BEGIN Input

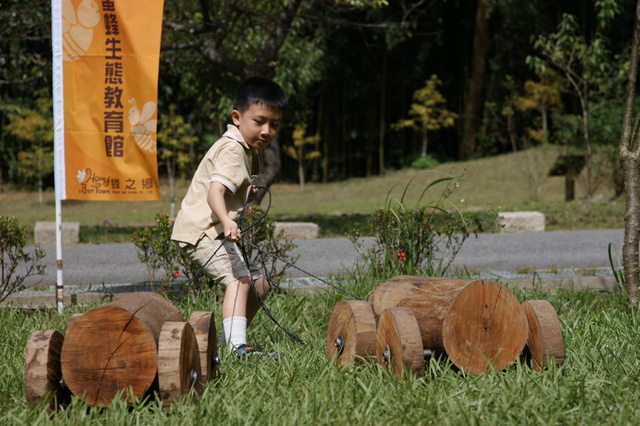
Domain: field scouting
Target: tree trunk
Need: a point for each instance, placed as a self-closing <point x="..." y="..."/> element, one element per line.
<point x="269" y="169"/>
<point x="383" y="102"/>
<point x="300" y="171"/>
<point x="425" y="142"/>
<point x="475" y="98"/>
<point x="629" y="151"/>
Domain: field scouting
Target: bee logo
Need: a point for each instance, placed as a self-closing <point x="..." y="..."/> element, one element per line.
<point x="77" y="28"/>
<point x="81" y="175"/>
<point x="143" y="126"/>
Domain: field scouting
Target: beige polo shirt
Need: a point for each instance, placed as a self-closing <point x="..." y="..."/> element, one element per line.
<point x="229" y="161"/>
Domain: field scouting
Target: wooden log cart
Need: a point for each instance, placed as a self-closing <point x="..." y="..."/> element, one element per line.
<point x="478" y="324"/>
<point x="134" y="346"/>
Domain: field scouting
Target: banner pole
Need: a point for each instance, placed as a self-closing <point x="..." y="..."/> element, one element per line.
<point x="59" y="269"/>
<point x="58" y="139"/>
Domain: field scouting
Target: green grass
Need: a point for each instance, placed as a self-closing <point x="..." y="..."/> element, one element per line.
<point x="596" y="385"/>
<point x="509" y="182"/>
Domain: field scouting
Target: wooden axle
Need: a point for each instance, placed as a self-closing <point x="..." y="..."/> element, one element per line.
<point x="137" y="344"/>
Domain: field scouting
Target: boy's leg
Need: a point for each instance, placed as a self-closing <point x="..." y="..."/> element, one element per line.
<point x="239" y="307"/>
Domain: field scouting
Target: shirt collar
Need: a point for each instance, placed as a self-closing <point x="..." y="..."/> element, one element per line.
<point x="234" y="133"/>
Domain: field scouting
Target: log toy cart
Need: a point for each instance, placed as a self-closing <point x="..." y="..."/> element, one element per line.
<point x="137" y="344"/>
<point x="477" y="324"/>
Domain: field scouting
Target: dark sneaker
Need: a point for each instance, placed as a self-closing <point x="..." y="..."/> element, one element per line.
<point x="248" y="352"/>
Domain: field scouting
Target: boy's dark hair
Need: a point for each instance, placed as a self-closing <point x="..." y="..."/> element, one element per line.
<point x="262" y="91"/>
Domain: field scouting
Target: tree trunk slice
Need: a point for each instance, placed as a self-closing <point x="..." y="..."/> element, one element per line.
<point x="42" y="372"/>
<point x="398" y="342"/>
<point x="351" y="334"/>
<point x="114" y="347"/>
<point x="178" y="362"/>
<point x="545" y="342"/>
<point x="476" y="323"/>
<point x="205" y="329"/>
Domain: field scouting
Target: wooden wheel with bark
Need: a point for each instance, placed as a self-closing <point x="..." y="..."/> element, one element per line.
<point x="205" y="329"/>
<point x="544" y="343"/>
<point x="398" y="342"/>
<point x="42" y="370"/>
<point x="178" y="361"/>
<point x="113" y="348"/>
<point x="351" y="335"/>
<point x="478" y="324"/>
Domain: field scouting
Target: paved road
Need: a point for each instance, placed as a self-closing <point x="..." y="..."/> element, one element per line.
<point x="95" y="265"/>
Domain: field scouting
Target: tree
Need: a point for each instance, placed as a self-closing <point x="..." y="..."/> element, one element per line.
<point x="630" y="160"/>
<point x="586" y="66"/>
<point x="35" y="126"/>
<point x="303" y="148"/>
<point x="475" y="96"/>
<point x="428" y="112"/>
<point x="175" y="142"/>
<point x="543" y="96"/>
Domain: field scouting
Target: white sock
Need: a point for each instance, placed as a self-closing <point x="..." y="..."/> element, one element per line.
<point x="235" y="330"/>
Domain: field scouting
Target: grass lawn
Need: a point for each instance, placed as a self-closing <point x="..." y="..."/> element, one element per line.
<point x="596" y="385"/>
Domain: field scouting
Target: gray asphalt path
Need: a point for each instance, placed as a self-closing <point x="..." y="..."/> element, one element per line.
<point x="97" y="264"/>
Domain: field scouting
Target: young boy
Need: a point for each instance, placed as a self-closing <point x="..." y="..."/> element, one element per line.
<point x="205" y="227"/>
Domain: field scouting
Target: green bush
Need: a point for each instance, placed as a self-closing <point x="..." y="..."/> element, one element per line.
<point x="13" y="239"/>
<point x="424" y="162"/>
<point x="165" y="261"/>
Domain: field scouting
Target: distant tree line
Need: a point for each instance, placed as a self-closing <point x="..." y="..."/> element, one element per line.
<point x="510" y="74"/>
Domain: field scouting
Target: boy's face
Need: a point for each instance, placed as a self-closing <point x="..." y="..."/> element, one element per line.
<point x="258" y="125"/>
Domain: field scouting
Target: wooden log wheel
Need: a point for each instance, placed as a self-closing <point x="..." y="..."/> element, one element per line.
<point x="398" y="342"/>
<point x="114" y="347"/>
<point x="478" y="324"/>
<point x="544" y="342"/>
<point x="205" y="330"/>
<point x="351" y="335"/>
<point x="42" y="373"/>
<point x="178" y="361"/>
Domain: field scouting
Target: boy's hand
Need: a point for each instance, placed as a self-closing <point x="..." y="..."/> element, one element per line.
<point x="253" y="193"/>
<point x="231" y="231"/>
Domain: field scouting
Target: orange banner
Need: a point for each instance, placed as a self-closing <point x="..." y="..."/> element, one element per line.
<point x="110" y="52"/>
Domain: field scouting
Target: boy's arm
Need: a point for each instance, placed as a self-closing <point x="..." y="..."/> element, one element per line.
<point x="218" y="206"/>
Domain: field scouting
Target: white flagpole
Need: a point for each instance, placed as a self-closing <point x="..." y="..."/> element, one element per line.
<point x="58" y="140"/>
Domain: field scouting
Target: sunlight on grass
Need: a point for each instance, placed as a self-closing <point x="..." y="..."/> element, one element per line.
<point x="596" y="385"/>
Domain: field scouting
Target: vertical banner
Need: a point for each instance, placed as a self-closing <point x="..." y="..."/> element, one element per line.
<point x="108" y="52"/>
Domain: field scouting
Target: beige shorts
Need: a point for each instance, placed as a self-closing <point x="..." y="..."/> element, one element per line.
<point x="222" y="259"/>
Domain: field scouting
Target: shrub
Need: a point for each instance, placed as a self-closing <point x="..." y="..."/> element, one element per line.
<point x="13" y="239"/>
<point x="418" y="241"/>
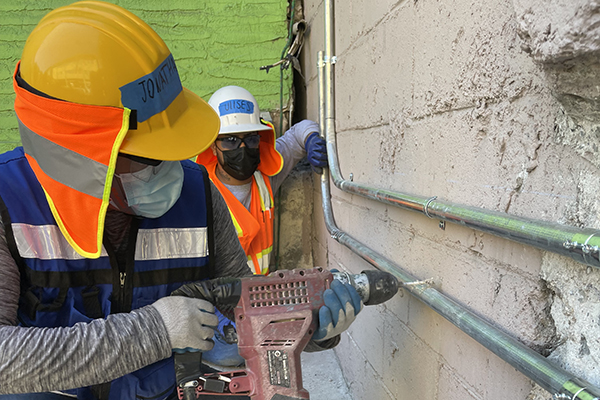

END Input

Please locate every line in the records containing the word "green" and copy each of those lines in full.

◆ Exercise result
Target: green grass
Target: green bush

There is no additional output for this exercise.